For each line of the data below that holds "laptop", copy the line.
*** RAW DATA ***
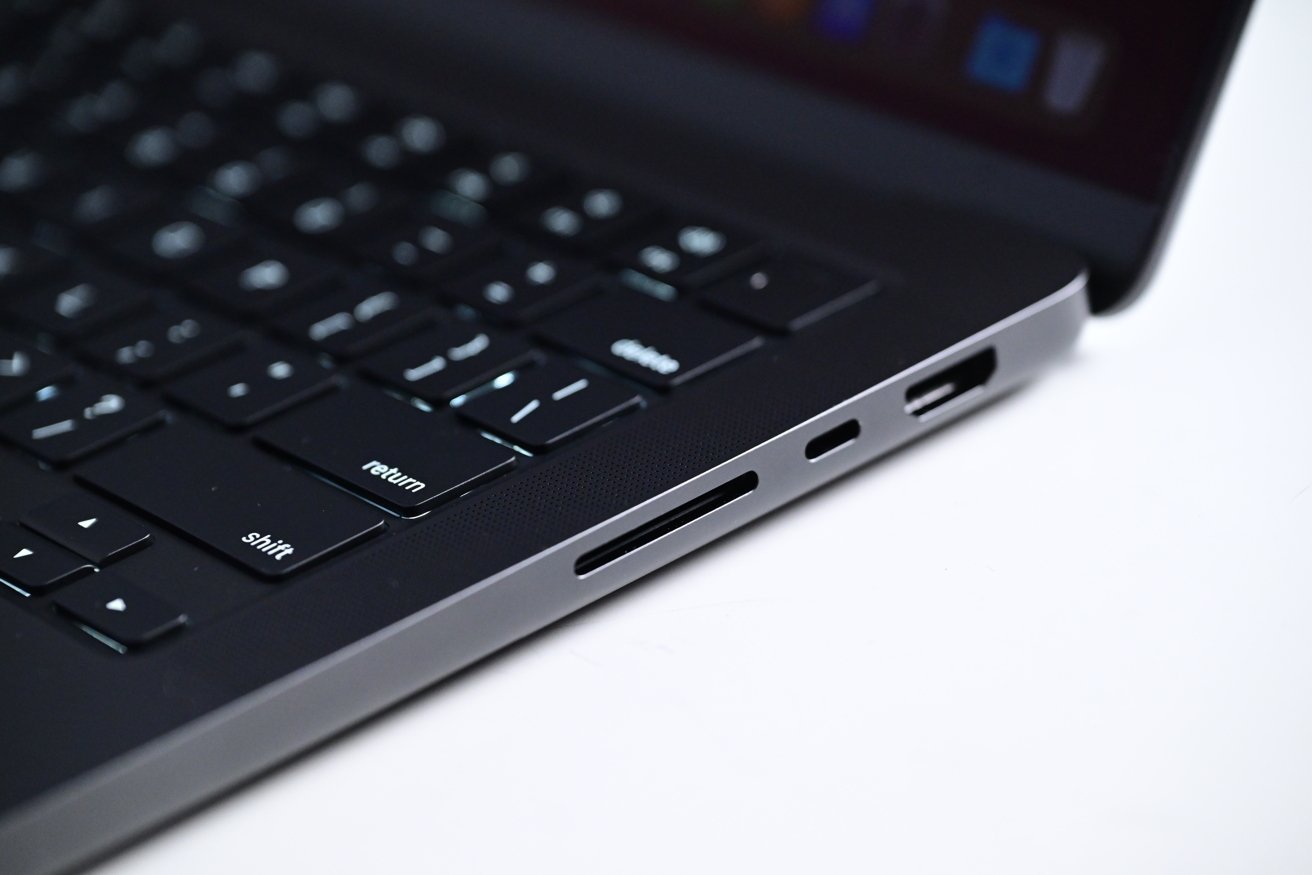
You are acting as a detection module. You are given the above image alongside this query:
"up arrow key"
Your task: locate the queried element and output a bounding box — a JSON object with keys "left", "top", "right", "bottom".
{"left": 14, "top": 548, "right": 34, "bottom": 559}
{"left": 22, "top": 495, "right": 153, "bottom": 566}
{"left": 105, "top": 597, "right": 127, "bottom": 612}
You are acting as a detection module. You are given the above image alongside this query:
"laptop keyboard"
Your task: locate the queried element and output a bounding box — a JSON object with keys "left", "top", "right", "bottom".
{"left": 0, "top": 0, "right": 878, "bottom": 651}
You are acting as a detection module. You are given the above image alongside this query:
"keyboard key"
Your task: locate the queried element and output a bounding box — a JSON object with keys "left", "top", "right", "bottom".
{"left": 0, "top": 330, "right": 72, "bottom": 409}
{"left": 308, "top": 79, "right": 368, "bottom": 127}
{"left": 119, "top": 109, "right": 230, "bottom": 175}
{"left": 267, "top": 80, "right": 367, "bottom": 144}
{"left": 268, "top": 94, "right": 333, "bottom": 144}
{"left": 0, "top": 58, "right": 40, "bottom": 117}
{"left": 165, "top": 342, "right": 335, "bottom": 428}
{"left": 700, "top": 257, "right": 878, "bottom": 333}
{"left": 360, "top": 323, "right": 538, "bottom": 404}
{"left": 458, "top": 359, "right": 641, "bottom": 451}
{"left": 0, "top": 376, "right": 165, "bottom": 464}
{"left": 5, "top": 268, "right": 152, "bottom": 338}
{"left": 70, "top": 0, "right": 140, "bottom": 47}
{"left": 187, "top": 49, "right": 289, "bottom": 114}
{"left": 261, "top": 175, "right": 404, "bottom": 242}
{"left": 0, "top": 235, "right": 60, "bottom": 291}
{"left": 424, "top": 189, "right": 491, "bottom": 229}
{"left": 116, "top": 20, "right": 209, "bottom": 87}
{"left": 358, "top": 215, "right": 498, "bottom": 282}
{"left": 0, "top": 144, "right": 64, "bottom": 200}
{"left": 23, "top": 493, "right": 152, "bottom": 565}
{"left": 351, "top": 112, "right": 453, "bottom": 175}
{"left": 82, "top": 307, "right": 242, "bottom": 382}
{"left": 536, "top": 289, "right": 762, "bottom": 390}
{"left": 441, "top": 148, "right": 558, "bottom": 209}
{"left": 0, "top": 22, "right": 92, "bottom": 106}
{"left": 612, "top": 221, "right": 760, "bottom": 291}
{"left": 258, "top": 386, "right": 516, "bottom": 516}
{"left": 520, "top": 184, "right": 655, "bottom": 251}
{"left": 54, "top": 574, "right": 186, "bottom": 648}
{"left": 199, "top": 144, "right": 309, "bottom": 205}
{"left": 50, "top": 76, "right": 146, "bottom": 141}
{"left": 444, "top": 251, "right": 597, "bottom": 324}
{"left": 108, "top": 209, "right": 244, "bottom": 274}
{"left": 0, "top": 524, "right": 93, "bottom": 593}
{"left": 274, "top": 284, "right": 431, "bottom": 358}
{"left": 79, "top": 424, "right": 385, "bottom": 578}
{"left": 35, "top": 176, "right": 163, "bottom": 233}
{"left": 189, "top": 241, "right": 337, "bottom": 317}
*** End of RAW DATA ***
*** RAW DATA ***
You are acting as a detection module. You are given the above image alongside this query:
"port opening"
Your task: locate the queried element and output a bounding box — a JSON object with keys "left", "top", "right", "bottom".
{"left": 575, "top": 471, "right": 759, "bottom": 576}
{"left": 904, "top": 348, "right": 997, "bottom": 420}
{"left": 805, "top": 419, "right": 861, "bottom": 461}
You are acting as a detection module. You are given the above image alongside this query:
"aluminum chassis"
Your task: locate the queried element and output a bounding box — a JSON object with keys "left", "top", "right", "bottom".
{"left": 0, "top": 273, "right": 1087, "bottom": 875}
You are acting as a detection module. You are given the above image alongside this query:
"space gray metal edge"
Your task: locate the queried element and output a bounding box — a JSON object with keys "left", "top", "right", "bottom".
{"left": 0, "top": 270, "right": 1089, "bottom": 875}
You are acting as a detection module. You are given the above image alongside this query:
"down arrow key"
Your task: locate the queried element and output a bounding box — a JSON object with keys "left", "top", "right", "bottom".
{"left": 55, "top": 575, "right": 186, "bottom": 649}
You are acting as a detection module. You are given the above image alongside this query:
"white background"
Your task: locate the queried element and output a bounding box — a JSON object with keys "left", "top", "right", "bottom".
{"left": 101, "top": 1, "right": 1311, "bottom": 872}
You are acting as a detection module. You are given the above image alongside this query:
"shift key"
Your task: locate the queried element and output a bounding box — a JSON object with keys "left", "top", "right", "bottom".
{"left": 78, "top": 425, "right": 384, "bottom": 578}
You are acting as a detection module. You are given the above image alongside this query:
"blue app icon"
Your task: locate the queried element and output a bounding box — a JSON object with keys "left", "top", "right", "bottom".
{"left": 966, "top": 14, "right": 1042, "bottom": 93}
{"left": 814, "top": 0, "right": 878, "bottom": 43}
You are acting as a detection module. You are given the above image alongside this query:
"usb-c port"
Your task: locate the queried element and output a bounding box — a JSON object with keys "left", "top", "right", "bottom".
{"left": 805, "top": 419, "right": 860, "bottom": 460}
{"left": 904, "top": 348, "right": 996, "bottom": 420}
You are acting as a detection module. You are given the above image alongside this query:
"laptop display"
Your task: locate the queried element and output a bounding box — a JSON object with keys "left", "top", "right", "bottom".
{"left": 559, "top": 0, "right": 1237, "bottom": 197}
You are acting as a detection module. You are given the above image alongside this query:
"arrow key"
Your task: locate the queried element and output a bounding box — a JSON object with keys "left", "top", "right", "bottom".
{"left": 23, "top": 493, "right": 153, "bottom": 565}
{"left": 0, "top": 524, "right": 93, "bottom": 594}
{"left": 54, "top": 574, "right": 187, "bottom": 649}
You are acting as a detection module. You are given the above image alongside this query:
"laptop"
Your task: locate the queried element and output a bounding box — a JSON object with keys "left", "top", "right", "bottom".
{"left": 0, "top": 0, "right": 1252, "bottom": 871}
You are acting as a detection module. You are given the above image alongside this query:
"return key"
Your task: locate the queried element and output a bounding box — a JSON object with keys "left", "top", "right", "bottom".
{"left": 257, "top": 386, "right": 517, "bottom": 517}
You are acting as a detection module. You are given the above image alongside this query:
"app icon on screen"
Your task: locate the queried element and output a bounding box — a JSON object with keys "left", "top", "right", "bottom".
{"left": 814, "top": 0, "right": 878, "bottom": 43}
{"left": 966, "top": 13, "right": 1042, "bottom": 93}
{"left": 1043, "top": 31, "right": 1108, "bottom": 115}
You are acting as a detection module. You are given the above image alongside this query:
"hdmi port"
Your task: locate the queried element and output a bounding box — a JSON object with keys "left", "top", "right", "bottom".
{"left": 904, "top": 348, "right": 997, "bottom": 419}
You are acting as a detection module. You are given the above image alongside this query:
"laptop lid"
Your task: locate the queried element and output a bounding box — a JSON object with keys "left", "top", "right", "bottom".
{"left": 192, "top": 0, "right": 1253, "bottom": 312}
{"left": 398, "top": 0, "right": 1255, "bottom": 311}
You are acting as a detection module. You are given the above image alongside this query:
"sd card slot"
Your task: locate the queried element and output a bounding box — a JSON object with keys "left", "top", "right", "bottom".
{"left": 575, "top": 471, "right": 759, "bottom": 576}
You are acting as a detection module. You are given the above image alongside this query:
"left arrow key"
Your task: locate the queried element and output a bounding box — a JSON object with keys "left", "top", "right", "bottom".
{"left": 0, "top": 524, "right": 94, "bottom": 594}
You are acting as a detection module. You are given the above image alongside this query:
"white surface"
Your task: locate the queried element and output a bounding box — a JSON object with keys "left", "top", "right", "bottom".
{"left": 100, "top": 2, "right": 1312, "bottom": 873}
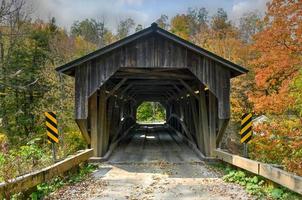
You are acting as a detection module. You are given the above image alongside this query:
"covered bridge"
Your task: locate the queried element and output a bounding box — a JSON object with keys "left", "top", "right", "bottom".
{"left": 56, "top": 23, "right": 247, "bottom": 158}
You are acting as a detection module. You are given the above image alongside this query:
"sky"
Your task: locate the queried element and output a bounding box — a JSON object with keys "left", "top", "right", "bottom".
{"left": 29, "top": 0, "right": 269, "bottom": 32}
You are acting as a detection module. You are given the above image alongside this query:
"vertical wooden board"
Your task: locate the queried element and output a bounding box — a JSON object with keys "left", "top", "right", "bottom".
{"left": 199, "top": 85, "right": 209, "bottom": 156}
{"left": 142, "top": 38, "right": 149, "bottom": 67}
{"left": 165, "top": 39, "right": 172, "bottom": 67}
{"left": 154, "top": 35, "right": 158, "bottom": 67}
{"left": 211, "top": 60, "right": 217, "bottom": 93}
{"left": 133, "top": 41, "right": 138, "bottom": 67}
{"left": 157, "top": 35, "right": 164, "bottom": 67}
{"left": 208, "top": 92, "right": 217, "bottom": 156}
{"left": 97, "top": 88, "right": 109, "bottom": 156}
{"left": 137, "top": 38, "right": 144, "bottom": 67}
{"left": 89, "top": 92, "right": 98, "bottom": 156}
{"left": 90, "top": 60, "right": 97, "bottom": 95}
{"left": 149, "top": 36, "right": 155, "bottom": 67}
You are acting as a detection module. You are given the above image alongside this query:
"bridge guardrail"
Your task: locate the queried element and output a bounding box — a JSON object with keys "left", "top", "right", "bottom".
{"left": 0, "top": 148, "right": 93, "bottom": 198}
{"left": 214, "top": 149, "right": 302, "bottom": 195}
*** End of RAW DATA ***
- **RESPONSE**:
"laptop keyboard"
"laptop display"
"laptop"
"laptop lid"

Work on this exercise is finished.